## STATED EXERCISE
Give the records from the line containing "compact form (600,69)." through the last line, both included, as a JSON list of strings, one string per line, with blank lines left out.

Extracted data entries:
----

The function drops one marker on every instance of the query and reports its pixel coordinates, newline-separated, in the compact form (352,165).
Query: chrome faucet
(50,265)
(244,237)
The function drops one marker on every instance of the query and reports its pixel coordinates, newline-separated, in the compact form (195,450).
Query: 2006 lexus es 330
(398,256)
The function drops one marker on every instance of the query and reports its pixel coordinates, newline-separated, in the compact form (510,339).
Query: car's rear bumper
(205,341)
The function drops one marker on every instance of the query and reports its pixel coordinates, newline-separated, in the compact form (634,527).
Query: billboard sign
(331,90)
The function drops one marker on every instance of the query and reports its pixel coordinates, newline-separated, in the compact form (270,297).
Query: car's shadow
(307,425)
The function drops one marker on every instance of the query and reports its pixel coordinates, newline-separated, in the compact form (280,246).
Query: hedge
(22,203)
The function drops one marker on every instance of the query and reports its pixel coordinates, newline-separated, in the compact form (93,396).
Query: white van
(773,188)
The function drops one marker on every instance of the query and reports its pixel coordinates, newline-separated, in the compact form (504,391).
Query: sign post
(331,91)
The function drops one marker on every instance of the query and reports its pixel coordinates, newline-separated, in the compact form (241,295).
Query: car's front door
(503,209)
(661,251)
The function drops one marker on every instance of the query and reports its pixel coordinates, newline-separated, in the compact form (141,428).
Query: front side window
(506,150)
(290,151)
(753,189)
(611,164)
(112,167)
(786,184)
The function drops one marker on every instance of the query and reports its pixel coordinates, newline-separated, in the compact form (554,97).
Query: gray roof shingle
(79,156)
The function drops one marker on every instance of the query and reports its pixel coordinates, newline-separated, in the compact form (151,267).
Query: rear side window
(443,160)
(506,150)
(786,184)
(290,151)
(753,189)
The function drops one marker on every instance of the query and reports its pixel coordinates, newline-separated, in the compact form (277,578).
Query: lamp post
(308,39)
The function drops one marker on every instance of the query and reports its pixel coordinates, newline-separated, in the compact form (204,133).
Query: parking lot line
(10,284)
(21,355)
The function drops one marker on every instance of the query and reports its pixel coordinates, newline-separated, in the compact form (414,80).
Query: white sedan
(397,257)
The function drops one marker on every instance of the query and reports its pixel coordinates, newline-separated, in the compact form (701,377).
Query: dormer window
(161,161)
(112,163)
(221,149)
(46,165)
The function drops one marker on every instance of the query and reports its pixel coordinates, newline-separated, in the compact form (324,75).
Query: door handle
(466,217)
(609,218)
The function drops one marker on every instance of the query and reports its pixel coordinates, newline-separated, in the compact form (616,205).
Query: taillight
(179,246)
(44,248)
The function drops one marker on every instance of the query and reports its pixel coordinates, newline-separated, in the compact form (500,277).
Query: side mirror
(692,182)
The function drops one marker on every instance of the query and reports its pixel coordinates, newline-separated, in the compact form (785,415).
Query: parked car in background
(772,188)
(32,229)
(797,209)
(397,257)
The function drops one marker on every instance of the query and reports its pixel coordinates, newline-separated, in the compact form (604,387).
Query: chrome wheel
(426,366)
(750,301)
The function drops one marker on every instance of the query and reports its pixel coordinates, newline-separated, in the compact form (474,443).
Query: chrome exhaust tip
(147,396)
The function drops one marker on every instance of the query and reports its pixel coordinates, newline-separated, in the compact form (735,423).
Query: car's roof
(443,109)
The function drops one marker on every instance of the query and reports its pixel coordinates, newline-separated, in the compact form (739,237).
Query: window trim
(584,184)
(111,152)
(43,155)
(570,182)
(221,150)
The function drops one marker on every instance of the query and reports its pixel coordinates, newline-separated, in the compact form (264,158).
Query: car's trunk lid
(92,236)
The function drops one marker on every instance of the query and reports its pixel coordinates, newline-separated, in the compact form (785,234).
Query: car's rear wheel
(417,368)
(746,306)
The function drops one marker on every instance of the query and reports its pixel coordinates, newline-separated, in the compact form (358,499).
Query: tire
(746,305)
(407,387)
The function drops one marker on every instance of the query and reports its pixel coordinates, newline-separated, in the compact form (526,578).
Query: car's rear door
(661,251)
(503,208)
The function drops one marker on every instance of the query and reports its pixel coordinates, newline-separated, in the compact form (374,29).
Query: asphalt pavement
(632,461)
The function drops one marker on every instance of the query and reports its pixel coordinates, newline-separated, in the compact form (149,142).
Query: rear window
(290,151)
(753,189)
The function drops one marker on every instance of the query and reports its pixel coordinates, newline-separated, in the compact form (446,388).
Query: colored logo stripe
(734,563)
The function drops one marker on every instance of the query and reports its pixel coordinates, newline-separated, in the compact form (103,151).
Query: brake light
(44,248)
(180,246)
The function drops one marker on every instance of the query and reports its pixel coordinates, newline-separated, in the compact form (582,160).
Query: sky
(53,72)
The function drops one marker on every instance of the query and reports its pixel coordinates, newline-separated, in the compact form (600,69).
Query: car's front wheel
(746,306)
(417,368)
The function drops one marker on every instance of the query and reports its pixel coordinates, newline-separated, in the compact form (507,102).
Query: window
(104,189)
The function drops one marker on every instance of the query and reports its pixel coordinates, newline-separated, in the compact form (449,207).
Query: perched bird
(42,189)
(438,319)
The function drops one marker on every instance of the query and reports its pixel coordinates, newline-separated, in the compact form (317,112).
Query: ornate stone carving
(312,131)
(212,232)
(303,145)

----

## IN RESPONSE
[
  "The function drops one marker on every instance of the query and reports its pixel coordinates, newline-separated, in the compact form (600,69).",
  "Query: car's front wheel",
  "(746,306)",
  "(417,368)",
  "The function drops one marker on every instance of the query and reports its pixel coordinates, newline-separated, in the compact form (507,102).",
  "Query: window",
  "(104,189)",
  "The function drops one marker on every instance of the query and reports its pixel coordinates, newline-separated, in the compact form (449,207).",
  "Query: perched bird",
  "(42,189)",
  "(438,319)",
  "The function drops one marker on every instance of the query and reports its pixel coordinates, newline-separated, in the compact form (317,112).",
  "Query: ornate stone carving",
  "(312,131)",
  "(212,232)",
  "(303,145)"
]